Data supplied Block Start

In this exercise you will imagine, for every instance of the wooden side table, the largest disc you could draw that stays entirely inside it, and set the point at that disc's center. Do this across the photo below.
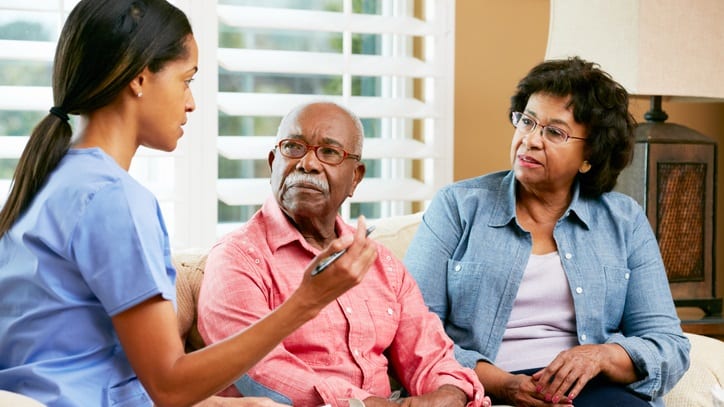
(696, 322)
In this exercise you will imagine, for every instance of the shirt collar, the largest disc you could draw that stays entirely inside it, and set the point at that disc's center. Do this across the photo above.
(281, 231)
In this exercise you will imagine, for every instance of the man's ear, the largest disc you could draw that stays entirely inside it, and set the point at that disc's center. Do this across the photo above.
(359, 173)
(136, 85)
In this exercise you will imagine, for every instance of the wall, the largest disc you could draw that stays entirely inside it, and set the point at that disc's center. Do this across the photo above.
(497, 42)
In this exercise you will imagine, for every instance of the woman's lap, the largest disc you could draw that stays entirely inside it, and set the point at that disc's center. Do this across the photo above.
(600, 392)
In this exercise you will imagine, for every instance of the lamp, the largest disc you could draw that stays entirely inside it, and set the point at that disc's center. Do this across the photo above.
(658, 48)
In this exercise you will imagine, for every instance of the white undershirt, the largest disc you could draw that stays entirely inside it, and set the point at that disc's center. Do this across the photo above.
(543, 321)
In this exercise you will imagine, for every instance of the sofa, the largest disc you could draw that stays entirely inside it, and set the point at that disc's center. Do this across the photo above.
(696, 388)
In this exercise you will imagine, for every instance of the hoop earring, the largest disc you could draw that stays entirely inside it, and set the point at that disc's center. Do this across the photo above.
(585, 167)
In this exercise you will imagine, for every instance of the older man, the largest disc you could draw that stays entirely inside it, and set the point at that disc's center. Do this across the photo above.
(380, 326)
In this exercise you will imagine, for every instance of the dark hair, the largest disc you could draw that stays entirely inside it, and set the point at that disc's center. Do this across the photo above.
(104, 45)
(599, 103)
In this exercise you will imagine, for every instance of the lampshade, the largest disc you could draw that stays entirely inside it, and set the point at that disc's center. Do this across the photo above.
(669, 48)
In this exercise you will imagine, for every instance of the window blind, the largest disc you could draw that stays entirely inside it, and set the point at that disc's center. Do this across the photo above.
(391, 62)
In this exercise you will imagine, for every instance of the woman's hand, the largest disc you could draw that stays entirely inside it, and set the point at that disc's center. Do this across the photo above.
(568, 373)
(217, 401)
(521, 390)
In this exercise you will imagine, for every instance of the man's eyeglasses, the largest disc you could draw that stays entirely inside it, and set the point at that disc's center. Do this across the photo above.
(332, 155)
(527, 125)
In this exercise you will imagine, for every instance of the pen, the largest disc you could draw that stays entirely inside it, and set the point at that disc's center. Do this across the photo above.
(329, 260)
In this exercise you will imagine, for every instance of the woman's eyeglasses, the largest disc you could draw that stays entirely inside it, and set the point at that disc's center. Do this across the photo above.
(527, 125)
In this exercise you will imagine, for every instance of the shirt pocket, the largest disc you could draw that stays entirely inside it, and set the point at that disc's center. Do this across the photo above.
(385, 317)
(617, 279)
(469, 285)
(128, 394)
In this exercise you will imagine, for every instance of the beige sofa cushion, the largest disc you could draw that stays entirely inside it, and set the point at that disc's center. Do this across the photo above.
(396, 232)
(705, 373)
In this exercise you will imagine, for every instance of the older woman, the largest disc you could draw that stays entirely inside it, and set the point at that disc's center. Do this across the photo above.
(551, 285)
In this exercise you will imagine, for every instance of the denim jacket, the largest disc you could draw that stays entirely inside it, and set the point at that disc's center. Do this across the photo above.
(469, 255)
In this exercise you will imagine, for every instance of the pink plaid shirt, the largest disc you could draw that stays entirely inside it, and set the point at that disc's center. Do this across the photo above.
(345, 351)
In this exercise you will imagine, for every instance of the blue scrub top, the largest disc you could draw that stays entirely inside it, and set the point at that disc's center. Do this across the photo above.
(91, 245)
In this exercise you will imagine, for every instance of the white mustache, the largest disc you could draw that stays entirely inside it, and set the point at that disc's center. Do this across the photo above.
(296, 178)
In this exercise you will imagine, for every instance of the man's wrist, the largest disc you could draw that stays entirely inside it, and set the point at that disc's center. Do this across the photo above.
(456, 391)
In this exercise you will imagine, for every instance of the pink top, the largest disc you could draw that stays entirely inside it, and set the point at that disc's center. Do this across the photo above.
(543, 322)
(338, 355)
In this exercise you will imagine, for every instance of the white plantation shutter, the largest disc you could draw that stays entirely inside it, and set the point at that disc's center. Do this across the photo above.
(390, 63)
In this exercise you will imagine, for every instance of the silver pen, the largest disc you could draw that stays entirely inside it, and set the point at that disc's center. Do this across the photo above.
(329, 260)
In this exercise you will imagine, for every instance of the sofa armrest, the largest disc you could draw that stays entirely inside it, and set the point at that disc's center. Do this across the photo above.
(705, 373)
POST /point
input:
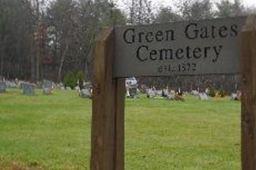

Data supplied Block End

## Assignment
For this task, give the full listing again verbatim and keep out every picture.

## Result below
In this exercise you will imagine, for every instance of the wooden side table, the largest disc you could draw that stays entirely inside it, and set the point at that disc's center. Do this across the photo below.
(696, 322)
In this exercise you will imagine, for every instance of the shirt collar, the largest disc you could draw that stays entirely inside it, and set the point at that disc's center. Do this across the photo above.
(281, 231)
In this exercise you will imagine, for every instance of the man's ear, the largest disc you could draw that stays entirely inside it, and set the point at that disc's center. Do this across the photo above.
(359, 173)
(136, 85)
In this exercise you will imagine, for every instance of the wall, the largest disc you could draw that stays entirely inside it, and set the point at that disc's center. Do this across the photo above.
(497, 42)
In this exercise you will imagine, for every instance of the woman's lap, the largest disc you could draw that stays entirely inside it, and set the point at that disc's center. Do this across the photo above.
(600, 392)
In this exercise you will imagine, for every instance of the lamp, the largest disc you could draw that stays entirely inside it, and set the point at that disc's center. Do this across the photo above.
(658, 48)
In this exercise you will imagine, for every instance of the white undershirt, the largest disc you could draw that stays entirely inside it, and set the point at that disc's center. Do this across the photo above.
(543, 321)
In this exercise you will imagine, for every instance of the sofa, the largest disc you could draw that stays entirely inside it, and set the point at that disc's center. Do this across the photo above.
(696, 388)
In this exercise you will imagine, for every instance of the hoop earring, the largest disc you could draw that stays entirely inside it, and set the point at that disc's center. Do this across the photo above.
(585, 167)
In this exercise you will imagine, for every instance of the older man, the largest disc you could draw that stays entirely inside it, and set the point at that disc's center. Do this across the photo above.
(380, 326)
In this exercise you will imagine, for every instance of the dark hair, the largest disc you could draw that stays entirely inside it, and set the point at that disc's center. Do this across the photo above.
(104, 45)
(599, 103)
In this exercise you will imagine, for every instance of the lampshade, the largest disc you could draw that stays entirely inside it, and set the point at that disc's center. Do this across the photo above.
(669, 48)
In this exercise you will imagine, for every instance of the window blind, the largest disc you could draw that stays entirely inside it, and set the point at that disc's center. Do this across the photo above.
(391, 62)
In this exercise you will imagine, for every instance of the woman's hand, the largest disc you could draw that stays entirely inside it, and set the point at that disc's center. Do this across the photo above.
(568, 373)
(217, 401)
(521, 390)
In this exercise you will imagine, for every instance of the man's eyeglasses, the largest disc you could draw that stays entirely inside it, and set the point at that disc's center. Do this across the photo above.
(332, 155)
(527, 125)
In this exercise you will imagine, for every instance of the pen, the largest disc you could draw that stays entirely inside it, and set the point at that disc's center. Do this across the photo above.
(329, 260)
In this exercise you will imagine, for every instance of the woman's eyeglasses, the largest disc you could draw that stays entirely inside it, and set the point at that disc's center. Do this across the photo above.
(527, 125)
In this exercise you will imagine, for every instance of the shirt pocket, the largest disc you could draw that stays entirely inside it, and set the point at that disc's center. Do this across the photo above.
(385, 317)
(617, 279)
(469, 285)
(128, 394)
In this exercise you will imagine, for every instance of the beige sofa cushion, the largest disc you could draw that stays entirely inside it, and set the point at that disc's center. Do this across the photo above.
(396, 232)
(705, 373)
In this exercise you will imagine, for every instance of the older woman, the largest disc you could draw that stays entirely inside it, and set the point at that disc's center. Do this across the photo above.
(551, 285)
In this exercise you will imagine, for every instance of the denim jacket, the largest disc you could draw that stays entirely inside it, and set the point at that disc's center. Do this across the photo above.
(469, 255)
In this exercise you will imagine, for every instance of the pink plaid shirt, the largest disc you could draw that stays entirely inside it, and set the point at that disc's center. Do this across the photo above.
(345, 351)
In this exercise you will imagine, for every instance of the blue scrub top, the largest disc you could draw that stays entirely inside it, and set the point at that disc's center. Do this across the photo above.
(91, 245)
In this exercise you will imagine, for every instance of the white mustache, the largest disc you could draw that stays entirely inside it, and set the point at that disc's center. Do this across the photo above.
(296, 178)
In this exercise you will imagine, for every instance of the man's wrist, the largest disc you could draw that stays entirely inside it, and set the point at that disc's center. Do this across the photo above.
(456, 391)
In this exercise you will imagine, for every instance of the pink top, the largest disc you could draw that stays entirely inside it, and set the point at that disc's center. Do this across the photo above.
(543, 322)
(338, 355)
In this exercise you will imagine, for every instance of the white plantation shutter, the largest disc you could draw that stays entirely inside it, and set the point at that disc's center. Do this across the photo above.
(390, 63)
In this exercise you will imagine, for every instance of the silver pen, the largest disc you could draw that stays entirely inside it, and set the point at that disc's center. Do this across the photo above.
(329, 260)
In this exercise you will imagine, for every instance of the sofa armrest, the largest disc you could draw that stays entirely inside it, and set the point at that disc's center. Do this across the photo above.
(705, 373)
POST /point
input:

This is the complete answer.